◆ Required task
Transcribe the items from the very first line up to and including the line with "xmin=193 ymin=368 xmax=589 ymax=427". Leave the pictures out of your copy.

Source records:

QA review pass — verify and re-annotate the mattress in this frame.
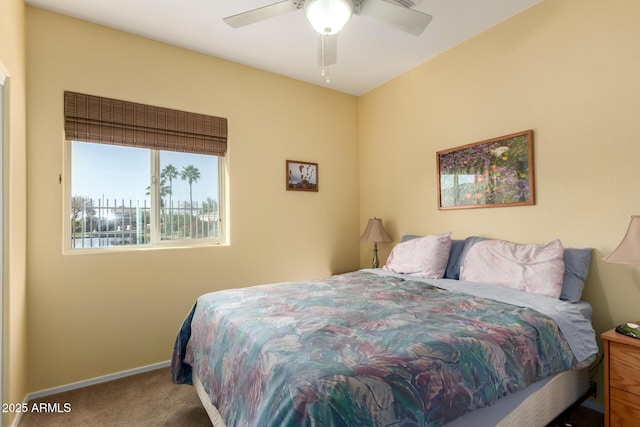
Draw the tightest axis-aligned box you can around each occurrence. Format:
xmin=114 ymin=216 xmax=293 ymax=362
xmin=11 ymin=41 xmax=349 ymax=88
xmin=193 ymin=368 xmax=589 ymax=427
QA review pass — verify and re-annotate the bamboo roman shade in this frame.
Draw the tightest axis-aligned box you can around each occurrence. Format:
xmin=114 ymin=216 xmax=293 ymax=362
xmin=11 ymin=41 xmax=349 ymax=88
xmin=64 ymin=92 xmax=227 ymax=156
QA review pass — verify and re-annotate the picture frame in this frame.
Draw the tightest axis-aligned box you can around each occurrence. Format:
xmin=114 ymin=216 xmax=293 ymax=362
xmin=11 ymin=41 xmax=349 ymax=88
xmin=436 ymin=129 xmax=535 ymax=210
xmin=286 ymin=160 xmax=318 ymax=192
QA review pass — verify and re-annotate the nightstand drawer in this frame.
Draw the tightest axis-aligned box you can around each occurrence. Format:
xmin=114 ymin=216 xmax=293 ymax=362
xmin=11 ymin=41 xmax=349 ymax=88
xmin=609 ymin=342 xmax=640 ymax=395
xmin=609 ymin=388 xmax=640 ymax=427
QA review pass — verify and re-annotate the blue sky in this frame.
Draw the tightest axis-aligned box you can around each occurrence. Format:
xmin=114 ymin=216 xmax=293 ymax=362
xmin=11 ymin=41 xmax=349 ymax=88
xmin=71 ymin=141 xmax=218 ymax=205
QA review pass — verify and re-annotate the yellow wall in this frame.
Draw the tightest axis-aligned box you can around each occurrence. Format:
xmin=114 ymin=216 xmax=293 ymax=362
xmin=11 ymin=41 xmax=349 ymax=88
xmin=27 ymin=7 xmax=359 ymax=391
xmin=0 ymin=0 xmax=27 ymax=425
xmin=359 ymin=0 xmax=640 ymax=404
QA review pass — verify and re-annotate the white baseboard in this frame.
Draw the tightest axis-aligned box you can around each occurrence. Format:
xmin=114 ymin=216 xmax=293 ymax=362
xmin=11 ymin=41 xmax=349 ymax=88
xmin=26 ymin=360 xmax=171 ymax=402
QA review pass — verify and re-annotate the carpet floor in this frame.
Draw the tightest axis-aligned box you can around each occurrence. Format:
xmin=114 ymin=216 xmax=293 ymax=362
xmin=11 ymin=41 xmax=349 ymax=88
xmin=19 ymin=368 xmax=604 ymax=427
xmin=19 ymin=368 xmax=211 ymax=427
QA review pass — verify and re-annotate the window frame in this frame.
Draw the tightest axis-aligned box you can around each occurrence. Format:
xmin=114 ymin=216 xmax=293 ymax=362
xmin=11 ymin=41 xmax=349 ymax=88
xmin=60 ymin=140 xmax=228 ymax=254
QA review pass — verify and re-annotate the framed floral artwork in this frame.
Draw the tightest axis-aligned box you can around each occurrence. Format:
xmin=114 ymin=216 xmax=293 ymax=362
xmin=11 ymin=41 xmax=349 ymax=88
xmin=287 ymin=160 xmax=318 ymax=191
xmin=436 ymin=130 xmax=535 ymax=209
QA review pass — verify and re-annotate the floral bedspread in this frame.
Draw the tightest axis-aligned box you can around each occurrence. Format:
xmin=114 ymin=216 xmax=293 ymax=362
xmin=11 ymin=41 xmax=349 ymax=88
xmin=172 ymin=271 xmax=576 ymax=427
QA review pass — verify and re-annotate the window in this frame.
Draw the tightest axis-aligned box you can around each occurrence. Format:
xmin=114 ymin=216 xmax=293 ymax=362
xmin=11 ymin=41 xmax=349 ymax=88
xmin=65 ymin=92 xmax=226 ymax=250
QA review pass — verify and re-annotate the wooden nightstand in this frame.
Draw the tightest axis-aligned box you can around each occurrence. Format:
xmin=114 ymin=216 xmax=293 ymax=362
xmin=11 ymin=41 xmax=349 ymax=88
xmin=601 ymin=329 xmax=640 ymax=426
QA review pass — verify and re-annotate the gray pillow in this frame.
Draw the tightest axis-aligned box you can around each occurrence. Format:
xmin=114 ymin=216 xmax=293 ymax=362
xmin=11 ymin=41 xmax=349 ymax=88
xmin=560 ymin=248 xmax=592 ymax=303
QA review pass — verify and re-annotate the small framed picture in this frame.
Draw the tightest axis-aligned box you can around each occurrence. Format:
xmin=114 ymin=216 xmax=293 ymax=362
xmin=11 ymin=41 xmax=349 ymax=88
xmin=287 ymin=160 xmax=318 ymax=191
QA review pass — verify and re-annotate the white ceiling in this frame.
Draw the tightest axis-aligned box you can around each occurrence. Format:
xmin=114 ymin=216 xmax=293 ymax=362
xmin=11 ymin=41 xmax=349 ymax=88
xmin=26 ymin=0 xmax=542 ymax=95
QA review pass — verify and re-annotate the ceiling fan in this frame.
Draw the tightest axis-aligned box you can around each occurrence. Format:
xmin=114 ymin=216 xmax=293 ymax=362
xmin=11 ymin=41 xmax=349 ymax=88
xmin=223 ymin=0 xmax=432 ymax=70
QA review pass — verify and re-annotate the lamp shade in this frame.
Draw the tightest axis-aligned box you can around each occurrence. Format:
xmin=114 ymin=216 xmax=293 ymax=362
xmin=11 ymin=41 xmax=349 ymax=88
xmin=360 ymin=218 xmax=393 ymax=243
xmin=603 ymin=215 xmax=640 ymax=264
xmin=304 ymin=0 xmax=353 ymax=35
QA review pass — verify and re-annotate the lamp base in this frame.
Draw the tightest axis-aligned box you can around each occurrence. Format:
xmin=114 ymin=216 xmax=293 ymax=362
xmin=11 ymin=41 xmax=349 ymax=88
xmin=372 ymin=242 xmax=380 ymax=268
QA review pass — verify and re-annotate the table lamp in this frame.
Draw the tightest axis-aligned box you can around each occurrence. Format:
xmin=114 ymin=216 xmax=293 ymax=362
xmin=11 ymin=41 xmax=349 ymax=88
xmin=602 ymin=215 xmax=640 ymax=339
xmin=360 ymin=218 xmax=393 ymax=268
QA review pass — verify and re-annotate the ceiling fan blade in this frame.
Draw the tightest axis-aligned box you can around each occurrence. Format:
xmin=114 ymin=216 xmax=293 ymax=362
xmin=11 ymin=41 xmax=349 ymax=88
xmin=318 ymin=34 xmax=338 ymax=67
xmin=223 ymin=0 xmax=299 ymax=28
xmin=358 ymin=0 xmax=432 ymax=36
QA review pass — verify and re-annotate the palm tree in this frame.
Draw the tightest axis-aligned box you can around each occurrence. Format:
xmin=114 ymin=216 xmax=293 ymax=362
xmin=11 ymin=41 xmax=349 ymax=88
xmin=160 ymin=163 xmax=178 ymax=237
xmin=180 ymin=165 xmax=200 ymax=235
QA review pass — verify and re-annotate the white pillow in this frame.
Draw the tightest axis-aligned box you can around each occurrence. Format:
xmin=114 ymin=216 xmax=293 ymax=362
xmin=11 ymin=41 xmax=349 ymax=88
xmin=383 ymin=231 xmax=451 ymax=279
xmin=460 ymin=240 xmax=564 ymax=298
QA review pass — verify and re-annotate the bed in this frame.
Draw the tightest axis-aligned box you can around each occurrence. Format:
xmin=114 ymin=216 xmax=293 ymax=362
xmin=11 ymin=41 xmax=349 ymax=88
xmin=171 ymin=233 xmax=598 ymax=427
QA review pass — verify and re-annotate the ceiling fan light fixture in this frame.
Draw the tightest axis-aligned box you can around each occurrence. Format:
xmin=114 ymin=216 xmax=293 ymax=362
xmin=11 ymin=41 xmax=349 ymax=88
xmin=304 ymin=0 xmax=353 ymax=35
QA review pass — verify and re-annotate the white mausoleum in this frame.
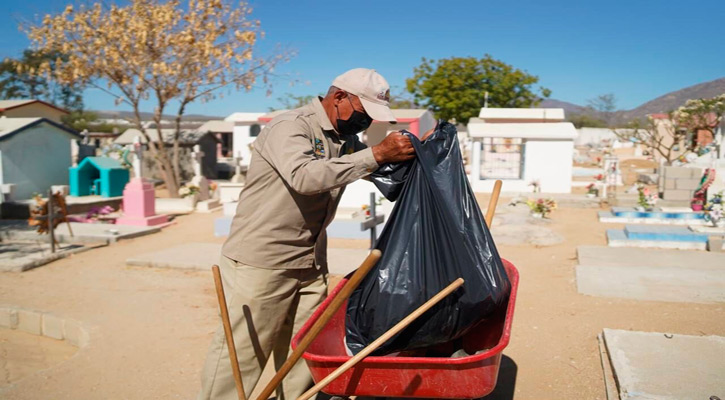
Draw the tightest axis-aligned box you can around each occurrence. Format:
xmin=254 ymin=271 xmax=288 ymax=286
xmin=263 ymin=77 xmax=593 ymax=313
xmin=468 ymin=108 xmax=577 ymax=193
xmin=224 ymin=112 xmax=268 ymax=166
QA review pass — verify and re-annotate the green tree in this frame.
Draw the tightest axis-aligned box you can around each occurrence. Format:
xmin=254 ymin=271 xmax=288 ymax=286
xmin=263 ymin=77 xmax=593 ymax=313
xmin=61 ymin=110 xmax=116 ymax=133
xmin=406 ymin=54 xmax=551 ymax=124
xmin=0 ymin=50 xmax=83 ymax=110
xmin=268 ymin=93 xmax=317 ymax=111
xmin=567 ymin=114 xmax=608 ymax=129
xmin=587 ymin=93 xmax=617 ymax=126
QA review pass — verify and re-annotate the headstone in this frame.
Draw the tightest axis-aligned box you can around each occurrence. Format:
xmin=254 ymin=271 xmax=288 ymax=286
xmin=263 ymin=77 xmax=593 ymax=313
xmin=116 ymin=136 xmax=169 ymax=226
xmin=231 ymin=151 xmax=246 ymax=183
xmin=602 ymin=156 xmax=622 ymax=201
xmin=191 ymin=144 xmax=209 ymax=201
xmin=131 ymin=136 xmax=143 ymax=179
xmin=0 ymin=183 xmax=15 ymax=203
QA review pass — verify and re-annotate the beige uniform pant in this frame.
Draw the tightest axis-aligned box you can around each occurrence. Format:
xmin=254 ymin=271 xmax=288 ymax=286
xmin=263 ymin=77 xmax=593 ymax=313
xmin=198 ymin=256 xmax=327 ymax=400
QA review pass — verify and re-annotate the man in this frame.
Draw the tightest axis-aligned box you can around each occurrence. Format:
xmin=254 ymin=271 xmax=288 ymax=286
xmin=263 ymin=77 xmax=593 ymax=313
xmin=199 ymin=68 xmax=415 ymax=400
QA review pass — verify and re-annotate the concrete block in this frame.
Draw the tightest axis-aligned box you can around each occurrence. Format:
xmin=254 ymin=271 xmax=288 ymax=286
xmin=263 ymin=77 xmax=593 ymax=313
xmin=675 ymin=179 xmax=700 ymax=191
xmin=43 ymin=314 xmax=65 ymax=340
xmin=707 ymin=236 xmax=723 ymax=253
xmin=665 ymin=167 xmax=692 ymax=179
xmin=18 ymin=310 xmax=42 ymax=335
xmin=603 ymin=328 xmax=725 ymax=400
xmin=662 ymin=190 xmax=692 ymax=201
xmin=0 ymin=308 xmax=18 ymax=329
xmin=63 ymin=319 xmax=89 ymax=347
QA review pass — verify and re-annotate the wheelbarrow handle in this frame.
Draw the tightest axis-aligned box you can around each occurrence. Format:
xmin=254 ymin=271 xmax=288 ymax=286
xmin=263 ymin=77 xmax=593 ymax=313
xmin=297 ymin=278 xmax=463 ymax=400
xmin=211 ymin=265 xmax=247 ymax=400
xmin=257 ymin=249 xmax=383 ymax=400
xmin=486 ymin=179 xmax=503 ymax=229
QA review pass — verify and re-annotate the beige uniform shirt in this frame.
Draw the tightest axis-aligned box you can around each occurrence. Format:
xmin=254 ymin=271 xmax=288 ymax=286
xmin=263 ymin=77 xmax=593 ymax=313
xmin=222 ymin=99 xmax=378 ymax=269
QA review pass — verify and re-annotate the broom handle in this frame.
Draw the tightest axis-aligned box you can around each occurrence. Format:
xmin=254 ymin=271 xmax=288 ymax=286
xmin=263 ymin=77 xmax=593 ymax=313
xmin=257 ymin=249 xmax=382 ymax=400
xmin=297 ymin=278 xmax=463 ymax=400
xmin=486 ymin=179 xmax=503 ymax=229
xmin=211 ymin=265 xmax=247 ymax=400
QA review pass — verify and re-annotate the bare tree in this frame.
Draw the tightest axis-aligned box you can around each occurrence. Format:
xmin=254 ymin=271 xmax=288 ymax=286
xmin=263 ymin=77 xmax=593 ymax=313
xmin=23 ymin=0 xmax=291 ymax=196
xmin=587 ymin=93 xmax=617 ymax=126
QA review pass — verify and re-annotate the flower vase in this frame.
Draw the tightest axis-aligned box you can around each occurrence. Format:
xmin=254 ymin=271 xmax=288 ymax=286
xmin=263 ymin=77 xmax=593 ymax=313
xmin=184 ymin=193 xmax=199 ymax=209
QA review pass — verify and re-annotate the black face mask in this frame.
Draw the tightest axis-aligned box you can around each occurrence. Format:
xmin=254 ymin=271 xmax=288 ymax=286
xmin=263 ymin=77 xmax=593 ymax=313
xmin=336 ymin=96 xmax=373 ymax=135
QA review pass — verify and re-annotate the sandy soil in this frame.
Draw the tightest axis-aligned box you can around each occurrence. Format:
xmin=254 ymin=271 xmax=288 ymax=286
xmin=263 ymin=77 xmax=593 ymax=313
xmin=0 ymin=202 xmax=725 ymax=399
xmin=0 ymin=329 xmax=78 ymax=387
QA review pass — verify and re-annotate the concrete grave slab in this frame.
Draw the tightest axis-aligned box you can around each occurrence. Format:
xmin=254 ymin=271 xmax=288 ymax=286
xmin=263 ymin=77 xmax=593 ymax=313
xmin=576 ymin=246 xmax=725 ymax=270
xmin=126 ymin=243 xmax=222 ymax=271
xmin=126 ymin=243 xmax=370 ymax=275
xmin=576 ymin=246 xmax=725 ymax=303
xmin=603 ymin=329 xmax=725 ymax=400
xmin=0 ymin=241 xmax=106 ymax=272
xmin=624 ymin=225 xmax=707 ymax=243
xmin=56 ymin=222 xmax=163 ymax=243
xmin=598 ymin=211 xmax=708 ymax=225
xmin=607 ymin=229 xmax=707 ymax=250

◆ Output for this exercise
QA review pass — verify and re-annotate the mattress in this frame.
Draw the tightest axis-aligned box you can around each occurrence. Format:
xmin=114 ymin=216 xmax=293 ymax=362
xmin=11 ymin=41 xmax=349 ymax=88
xmin=193 ymin=368 xmax=589 ymax=427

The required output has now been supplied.